Material provided below:
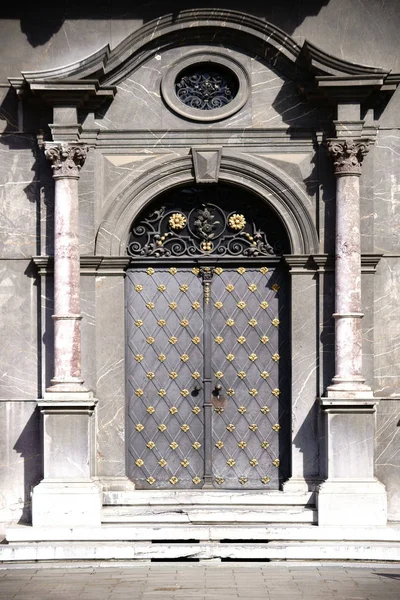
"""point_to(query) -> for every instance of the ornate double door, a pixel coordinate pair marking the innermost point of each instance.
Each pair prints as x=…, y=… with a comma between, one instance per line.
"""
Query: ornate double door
x=207, y=374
End of Material provided.
* **Task requirements**
Quote, without alteration, the final stretch of the entries: the line with "Each pair prints" onward to the last line.

* **Task response**
Each pair prints as x=…, y=… with a comma between, one instance per line.
"""
Query: ornate double door
x=207, y=374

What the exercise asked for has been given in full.